WHAT IS BEING ASKED => Everything in the data should be repeated exactly, save for the images.

------------------------------

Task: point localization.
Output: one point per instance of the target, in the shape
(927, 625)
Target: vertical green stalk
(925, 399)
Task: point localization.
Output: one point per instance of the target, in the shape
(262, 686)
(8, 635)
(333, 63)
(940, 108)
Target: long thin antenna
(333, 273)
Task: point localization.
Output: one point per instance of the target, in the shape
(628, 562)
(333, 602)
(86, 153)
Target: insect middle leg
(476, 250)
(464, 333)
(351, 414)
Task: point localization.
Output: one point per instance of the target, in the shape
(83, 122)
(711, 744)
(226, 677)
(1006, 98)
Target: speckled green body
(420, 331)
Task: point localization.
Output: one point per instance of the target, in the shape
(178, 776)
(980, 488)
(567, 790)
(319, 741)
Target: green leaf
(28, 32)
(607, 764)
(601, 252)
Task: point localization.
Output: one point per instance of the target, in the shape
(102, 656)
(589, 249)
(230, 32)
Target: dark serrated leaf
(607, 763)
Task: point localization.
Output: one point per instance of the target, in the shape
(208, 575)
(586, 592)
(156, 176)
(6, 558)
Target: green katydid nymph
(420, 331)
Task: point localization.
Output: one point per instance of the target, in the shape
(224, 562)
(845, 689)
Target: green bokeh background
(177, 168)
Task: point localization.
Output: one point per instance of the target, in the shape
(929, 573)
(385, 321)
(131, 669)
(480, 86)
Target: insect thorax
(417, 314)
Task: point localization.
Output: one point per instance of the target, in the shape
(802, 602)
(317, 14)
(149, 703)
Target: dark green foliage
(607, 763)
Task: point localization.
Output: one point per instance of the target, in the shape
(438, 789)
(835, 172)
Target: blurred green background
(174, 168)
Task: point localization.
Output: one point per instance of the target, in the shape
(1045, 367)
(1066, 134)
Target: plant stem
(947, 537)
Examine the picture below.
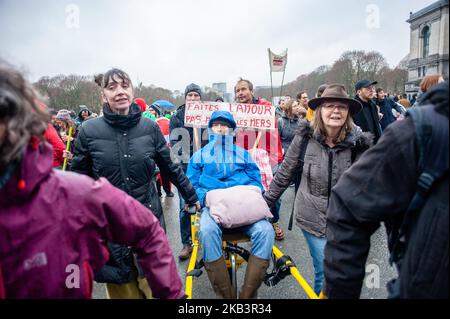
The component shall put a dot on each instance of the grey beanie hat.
(192, 88)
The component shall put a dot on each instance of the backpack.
(423, 232)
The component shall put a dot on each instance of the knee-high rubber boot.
(254, 276)
(219, 278)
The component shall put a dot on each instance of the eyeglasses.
(333, 105)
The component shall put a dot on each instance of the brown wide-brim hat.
(336, 92)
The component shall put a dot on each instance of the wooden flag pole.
(196, 139)
(67, 148)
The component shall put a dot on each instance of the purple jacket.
(54, 227)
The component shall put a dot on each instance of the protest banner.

------------------------------

ANSWER BOX =>
Task: point localization.
Output: one point per instance of the target, in the shape
(927, 625)
Target: vertical green stalk
(925, 399)
Task: point localization.
Output: one point per instance of the target, in the shape
(262, 686)
(8, 635)
(333, 63)
(940, 108)
Target: long thin antenna
(333, 273)
Task: point localization.
Output: one point per instance of the target, in the shape
(628, 562)
(333, 602)
(86, 153)
Target: insect middle leg
(476, 250)
(464, 333)
(351, 414)
Task: point localization.
Output: one point per instance of the target, in the shape
(83, 122)
(711, 744)
(226, 677)
(1006, 98)
Target: speckled green body
(420, 331)
Task: point localization.
Output: one point per instance of the target, in the shape
(178, 776)
(980, 488)
(567, 790)
(319, 741)
Target: green leaf
(28, 32)
(607, 764)
(601, 252)
Task: point localization.
Output: one point per instance of the target, in the shape
(102, 656)
(589, 249)
(230, 32)
Target: dark serrated leaf
(607, 763)
Task: point localization.
Output: one point per instance of the target, in the shape
(208, 575)
(586, 592)
(156, 176)
(6, 558)
Target: green katydid nymph
(420, 331)
Task: point localization.
Output: one point per instance of the target, in the shape
(224, 562)
(845, 689)
Target: green bokeh background
(177, 168)
Task: point localization.
Output: one point per instance of the target, in the shape
(929, 573)
(385, 321)
(131, 669)
(480, 86)
Target: insect thorax
(417, 314)
Task: point localization.
Output: one point per instance of the target, in the shape
(802, 602)
(317, 14)
(149, 703)
Target: dark green foliage
(607, 763)
Task: point localization.
Output: one point per instance of the target, in the shape
(438, 789)
(835, 172)
Target: blurred green background
(174, 168)
Task: point localization.
Output: one point per instance of the target, in the shape
(1045, 367)
(1066, 134)
Target: plant stem
(947, 537)
Examine the picture below.
The component shall put a dot on each instance of the grey beanie hat.
(192, 88)
The component shall put a dot on each instance of the backpack.
(423, 232)
The component shall put a dot on each instance of the knee-high rubber boot.
(254, 276)
(219, 278)
The component shall put a dot on each instance of the eyeglasses.
(333, 105)
The component shall put a dot on each instance of the brown wide-brim hat.
(336, 92)
The component shall put a dot on each instance of the wooden flag pole.
(196, 139)
(67, 148)
The component shall put a dot on each instance of the purple jacket.
(54, 227)
The component shall put a dot on each instance of the protest banner.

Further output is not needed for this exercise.